Haematopoietic Stem Cell Transplantation (HSCT) for Primary Immune System Disorders in Children: A Single Centre Experience

By Asghar Ali Kerio, Tariq Azam Khattak, Tariq Ghafoor, Muhammad Yousaf, Nighat Shahbaz
, Qamar Un Nisa Chaudary


  1. Department of Clinical Hematology, Armed force Bone Marrow Transplant Centre / National Institute of Bone Marrow Transplant, Combined Military Hospital, Rawalpindi, Pakistan
doi: 10.29271/jcpsp.2023.03.341

Objective: To determine the outcomes of allogeneic HSCT in children with primary immune system disorders (PID).
Study Design: Descriptive Cross-sectional study.
Place and Duration of the Study: Armed Forces bone marrow transplant centre / National Institute of Bone Marrow Transplant (AFBMTC / NIBMT), Rawalpindi, Pakistan, from October 2012 to December 2021.
Methodology: Data of all cases undergoing HSCT for immune system disorders were analysed for variables affecting outcome and overall survival in the first 180 days after allogeneic HSCT. All patients presenting to AFBMTC / NIBMT with PID, age <12 years. Patients with organ dysfunction secondary to repeated infections were excluded from the study. Data of all patients and their donors undergoing HSCT for immune system disorders were analysed for variables affecting outcome and overall survival in the first 180 days after allogeneic bone marrow transplant. Neutrophil engraftment was defined as absolute neutrophil count ≥0.5 × 109/L for 3 consecutive days, while platelet engraftment as platelet count ≥20 × 109/L without platelet transfusion for one week. Overall survival (OS) was taken as time from the date of HSCT till day + 180 post-transplant.

**Information provided:**
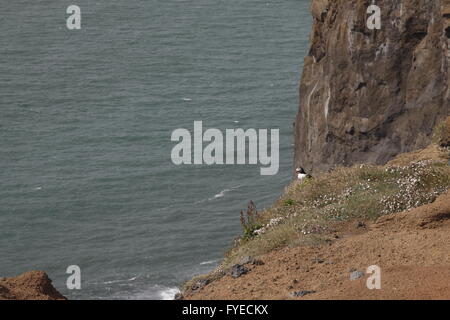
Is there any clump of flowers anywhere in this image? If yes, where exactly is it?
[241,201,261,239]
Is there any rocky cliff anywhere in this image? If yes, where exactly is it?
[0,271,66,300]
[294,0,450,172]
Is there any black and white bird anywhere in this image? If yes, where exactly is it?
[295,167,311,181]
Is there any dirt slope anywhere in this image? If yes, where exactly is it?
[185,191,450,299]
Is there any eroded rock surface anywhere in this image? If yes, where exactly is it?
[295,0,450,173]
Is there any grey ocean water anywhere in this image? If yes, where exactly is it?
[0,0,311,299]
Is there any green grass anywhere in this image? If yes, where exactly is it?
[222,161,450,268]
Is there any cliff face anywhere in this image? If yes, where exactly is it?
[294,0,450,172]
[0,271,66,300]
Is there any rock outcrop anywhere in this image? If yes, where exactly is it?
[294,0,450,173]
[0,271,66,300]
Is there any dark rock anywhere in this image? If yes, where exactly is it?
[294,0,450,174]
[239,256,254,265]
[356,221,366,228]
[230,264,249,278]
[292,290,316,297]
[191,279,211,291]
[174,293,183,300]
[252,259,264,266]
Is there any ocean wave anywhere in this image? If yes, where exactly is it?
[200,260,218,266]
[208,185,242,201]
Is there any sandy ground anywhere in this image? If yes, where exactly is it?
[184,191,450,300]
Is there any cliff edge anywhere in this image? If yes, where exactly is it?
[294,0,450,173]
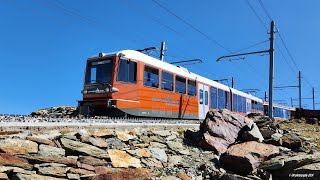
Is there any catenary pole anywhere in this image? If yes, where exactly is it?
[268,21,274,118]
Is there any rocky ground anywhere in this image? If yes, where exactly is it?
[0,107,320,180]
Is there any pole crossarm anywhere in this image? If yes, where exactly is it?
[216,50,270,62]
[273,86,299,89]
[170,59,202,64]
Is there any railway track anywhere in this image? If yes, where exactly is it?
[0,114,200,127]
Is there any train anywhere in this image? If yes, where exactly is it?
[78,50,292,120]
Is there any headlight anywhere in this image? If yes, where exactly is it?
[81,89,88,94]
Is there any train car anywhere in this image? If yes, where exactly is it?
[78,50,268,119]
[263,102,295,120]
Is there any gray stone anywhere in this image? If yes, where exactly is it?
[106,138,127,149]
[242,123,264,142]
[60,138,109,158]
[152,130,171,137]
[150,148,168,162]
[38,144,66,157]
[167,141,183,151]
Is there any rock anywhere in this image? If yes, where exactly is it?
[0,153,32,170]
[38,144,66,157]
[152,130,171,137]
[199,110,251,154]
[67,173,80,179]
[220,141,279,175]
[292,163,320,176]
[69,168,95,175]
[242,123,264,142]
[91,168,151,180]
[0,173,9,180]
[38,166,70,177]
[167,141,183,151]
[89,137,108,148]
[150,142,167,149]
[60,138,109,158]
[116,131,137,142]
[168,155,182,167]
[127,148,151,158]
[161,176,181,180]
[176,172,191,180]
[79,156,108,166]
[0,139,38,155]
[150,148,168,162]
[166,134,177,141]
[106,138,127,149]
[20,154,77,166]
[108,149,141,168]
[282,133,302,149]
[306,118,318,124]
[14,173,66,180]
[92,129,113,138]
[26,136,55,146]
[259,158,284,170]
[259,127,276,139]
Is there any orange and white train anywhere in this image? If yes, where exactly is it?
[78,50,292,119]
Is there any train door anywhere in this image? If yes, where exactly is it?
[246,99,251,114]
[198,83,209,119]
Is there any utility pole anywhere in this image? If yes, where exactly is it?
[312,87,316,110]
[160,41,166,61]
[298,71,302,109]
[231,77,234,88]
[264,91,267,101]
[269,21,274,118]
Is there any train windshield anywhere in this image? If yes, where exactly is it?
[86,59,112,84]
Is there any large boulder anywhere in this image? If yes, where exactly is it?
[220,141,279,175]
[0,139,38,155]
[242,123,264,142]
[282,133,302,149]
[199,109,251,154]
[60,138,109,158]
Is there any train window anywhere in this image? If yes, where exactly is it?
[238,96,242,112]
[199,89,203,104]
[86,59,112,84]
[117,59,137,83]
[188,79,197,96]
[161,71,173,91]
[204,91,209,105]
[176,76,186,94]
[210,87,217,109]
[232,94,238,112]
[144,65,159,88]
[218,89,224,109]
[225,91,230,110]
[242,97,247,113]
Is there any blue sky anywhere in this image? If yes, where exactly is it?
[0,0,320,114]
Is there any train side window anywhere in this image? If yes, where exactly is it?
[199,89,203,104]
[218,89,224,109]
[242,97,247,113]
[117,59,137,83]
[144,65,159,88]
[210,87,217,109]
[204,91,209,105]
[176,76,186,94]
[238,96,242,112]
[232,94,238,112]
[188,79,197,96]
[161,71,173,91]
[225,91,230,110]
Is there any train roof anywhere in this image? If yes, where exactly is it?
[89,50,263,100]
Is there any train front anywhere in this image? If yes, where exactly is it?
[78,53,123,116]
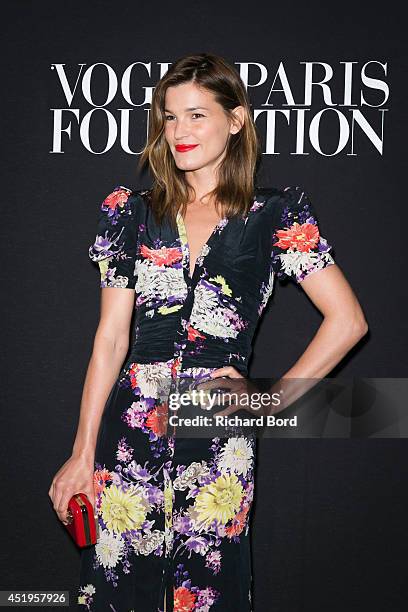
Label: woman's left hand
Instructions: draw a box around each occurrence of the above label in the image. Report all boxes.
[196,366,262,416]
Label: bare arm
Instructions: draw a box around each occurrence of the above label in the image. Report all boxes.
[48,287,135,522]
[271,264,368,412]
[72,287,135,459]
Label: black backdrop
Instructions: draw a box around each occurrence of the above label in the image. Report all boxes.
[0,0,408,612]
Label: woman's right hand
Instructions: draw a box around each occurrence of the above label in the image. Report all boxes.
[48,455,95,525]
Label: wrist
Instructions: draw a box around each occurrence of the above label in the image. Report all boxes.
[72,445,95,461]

==

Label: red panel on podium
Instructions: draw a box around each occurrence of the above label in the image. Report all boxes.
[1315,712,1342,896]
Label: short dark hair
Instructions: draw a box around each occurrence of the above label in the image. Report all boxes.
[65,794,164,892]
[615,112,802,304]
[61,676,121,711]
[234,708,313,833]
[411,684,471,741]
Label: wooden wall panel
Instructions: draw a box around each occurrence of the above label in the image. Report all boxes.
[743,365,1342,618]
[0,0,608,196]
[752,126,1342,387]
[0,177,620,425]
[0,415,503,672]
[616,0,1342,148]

**What the task asks:**
Can you copy the HSCT study abstract word for word from "Place and Duration" to "to December 2021."?

**Exercise result:**
Place and Duration of the Study: Armed Forces bone marrow transplant centre / National Institute of Bone Marrow Transplant (AFBMTC / NIBMT), Rawalpindi, Pakistan, from October 2012 to December 2021.